Instrumentation amp lab

I did some playing around with a simple op-amp amplifier to try to get an EKG signal, based on ideas like those in DIY ECG Machine On The Cheap, but I was unsuccessful in seeing anything other than 60Hz noise.  I decided that it would be worthwhile to try building an instrumentation amplifier.  Now, I can’t do as good a job at matching components as a laser-trimmed off-the-shelf instrumentation amp (like the TI INA126PA-ND, which costs $2.50 each in quantities of 10), but I’m more interested in concepts than high quality at the moment, and I have a bunch of MCP6002 op amp chips already.

I decided to use the microphone input scaled down as my input source, as I can get a reliable signal from that.  (The µV EKG signals are still eluding me.)  I first tried thinking about instrumentation amplifiers from first principles:  I knew that the input stages had to have no feedback to the input wires, and that the second stage had to do the differencing of the two inputs.  I was having a hard time figuring out a reliable way to reject the common-mode noise and get just the differential signal, particularly at high gain.  I finally broke down and read the Wikipedia article on instrumentation amplifiers.  In that article, they give a classic design for a 3-op-amp instrumentation amplifier:

I don’t have a particularly good assortment of resistors for my breadboard, but I managed to find enough pairs of resistors with nominally the same value to make a version of the circuit. I used a 10kΩ trimpot for the gain resistor, so I could adjust the gain. I initially set the trimpot to 2kΩ.  Wikipedia reports the gain for this circuit as \left(1+ \frac{2R_1}{R_{gain}}\right)\frac{R_3}{R_2}, which matches my analysis of the circuit.

Since I’m using single-power supply op amps, I also needed to make a bias voltage supply to act as “ground” for the feedback loop on the positive side of the differential amplifier. I’m wondering if we should have the students use a proper voltage reference (like the TI TL431ILP) instead of a voltage divider to get the bias voltage.  The adjustable voltage references aren’t any more expensive (12.4¢ each in quantities of 10) than Zener diodes (12.6¢ each in quantities of 10). For an EKG circuit, the bias voltage would have to be connected to the body.

Here is the final circuit as simulated and implemented:

Microphone signal source and instrumentation amplifier.
The signal source produces about a 140µV difference between Vin_plus and Vin_minus, which is nicely amplified.

[Some rows]
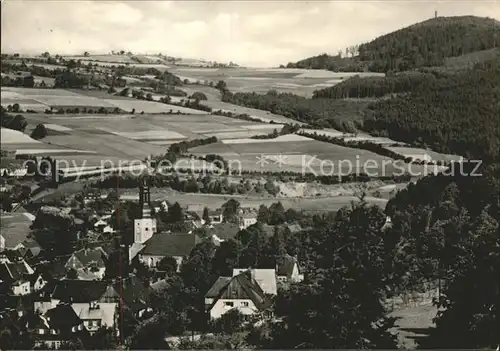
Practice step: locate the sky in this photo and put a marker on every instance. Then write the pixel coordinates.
(251, 33)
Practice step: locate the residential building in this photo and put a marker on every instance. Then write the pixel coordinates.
(161, 245)
(288, 270)
(15, 277)
(90, 261)
(144, 227)
(241, 292)
(57, 325)
(266, 278)
(222, 232)
(87, 299)
(215, 216)
(247, 217)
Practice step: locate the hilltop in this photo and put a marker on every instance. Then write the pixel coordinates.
(423, 44)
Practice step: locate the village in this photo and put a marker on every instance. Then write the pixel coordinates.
(85, 290)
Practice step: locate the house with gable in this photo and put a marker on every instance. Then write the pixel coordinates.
(86, 298)
(289, 271)
(15, 277)
(90, 262)
(161, 245)
(241, 292)
(134, 295)
(266, 278)
(56, 326)
(247, 217)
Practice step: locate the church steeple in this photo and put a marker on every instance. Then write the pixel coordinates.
(144, 199)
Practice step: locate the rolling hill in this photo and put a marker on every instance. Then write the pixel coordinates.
(423, 44)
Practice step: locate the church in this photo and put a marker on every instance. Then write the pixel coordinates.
(149, 246)
(144, 227)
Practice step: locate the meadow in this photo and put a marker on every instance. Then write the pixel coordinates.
(301, 82)
(196, 202)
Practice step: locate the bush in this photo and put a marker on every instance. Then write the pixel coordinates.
(39, 132)
(199, 96)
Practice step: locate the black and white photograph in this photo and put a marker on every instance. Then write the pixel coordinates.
(250, 175)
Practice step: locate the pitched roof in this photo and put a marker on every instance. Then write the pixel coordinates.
(14, 271)
(62, 317)
(132, 291)
(104, 312)
(70, 290)
(33, 246)
(15, 228)
(219, 284)
(170, 244)
(87, 257)
(285, 267)
(243, 286)
(224, 231)
(266, 278)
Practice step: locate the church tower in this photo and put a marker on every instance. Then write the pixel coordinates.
(144, 227)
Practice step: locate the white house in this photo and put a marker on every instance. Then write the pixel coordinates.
(86, 298)
(16, 277)
(266, 278)
(289, 271)
(247, 217)
(241, 292)
(144, 227)
(215, 216)
(161, 245)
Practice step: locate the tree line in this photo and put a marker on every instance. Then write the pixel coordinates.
(457, 114)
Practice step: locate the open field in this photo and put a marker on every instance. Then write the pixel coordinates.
(127, 136)
(411, 151)
(197, 202)
(260, 80)
(295, 155)
(150, 106)
(121, 59)
(10, 136)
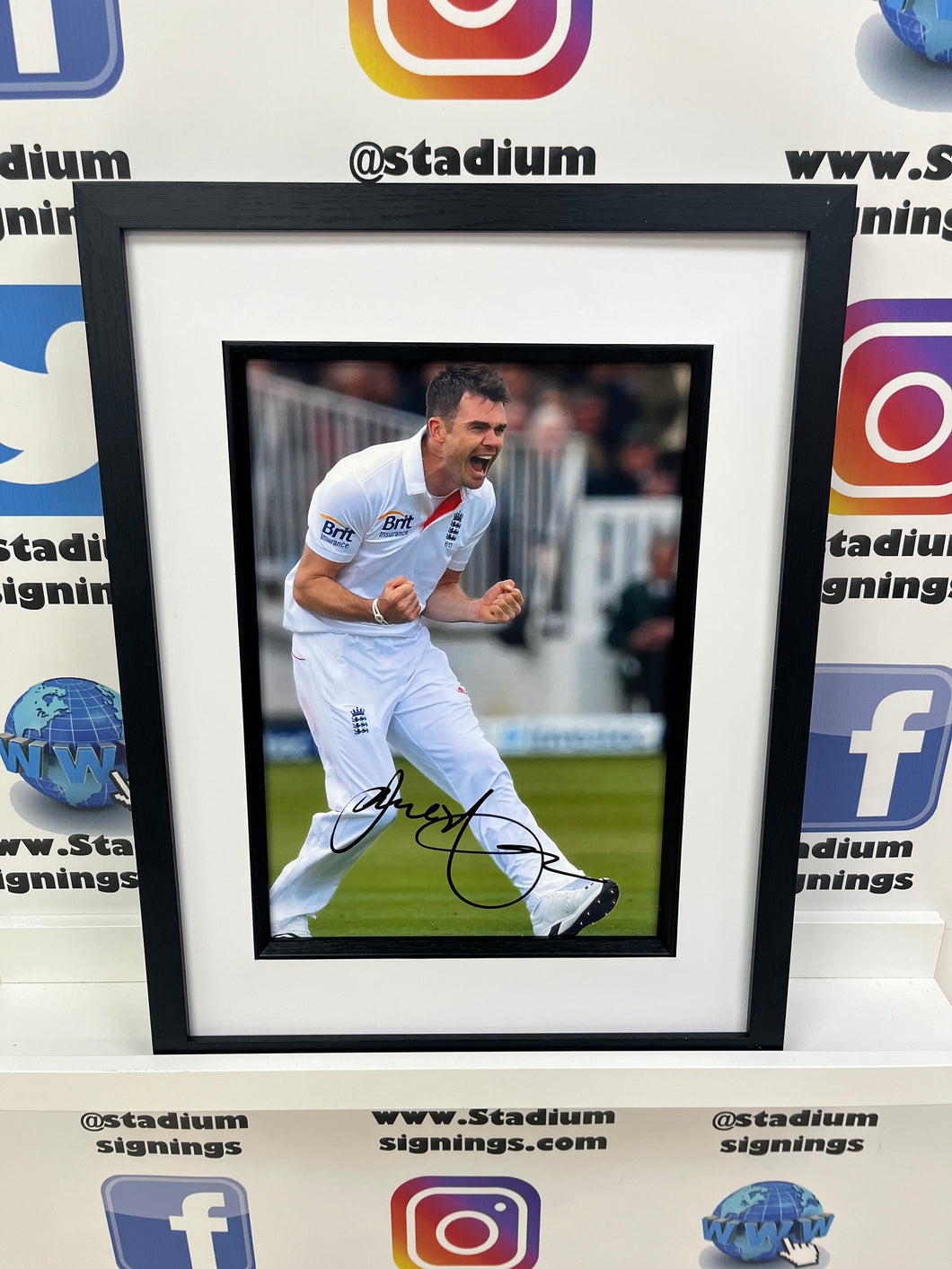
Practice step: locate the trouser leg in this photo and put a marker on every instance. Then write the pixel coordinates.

Task instructions |
A. Extract the part of the instrumentation amp lab text that opens with the words containing "I did some playing" and closes with "amp chips already.", copying it word for word.
B. List every component part number that the instrumentation amp lab text mentions.
Work only from the instrumentation amp lab text.

Completed exercise |
A.
I did some playing around with a simple op-amp amplifier to try to get an EKG signal, based on ideas like those in DIY ECG Machine On The Cheap, but I was unsuccessful in seeing anything other than 60Hz noise.  I decided that it would be worthwhile to try building an instrumentation amplifier.  Now, I can’t do as good a job at matching components as a laser-trimmed off-the-shelf instrumentation amp (like the TI INA126PA-ND, which costs $2.50 each in quantities of 10), but I’m more interested in concepts than high quality at the moment, and I have a bunch of MCP6002 op amp chips already.

B. INA126PA-ND, MCP6002, TL431ILP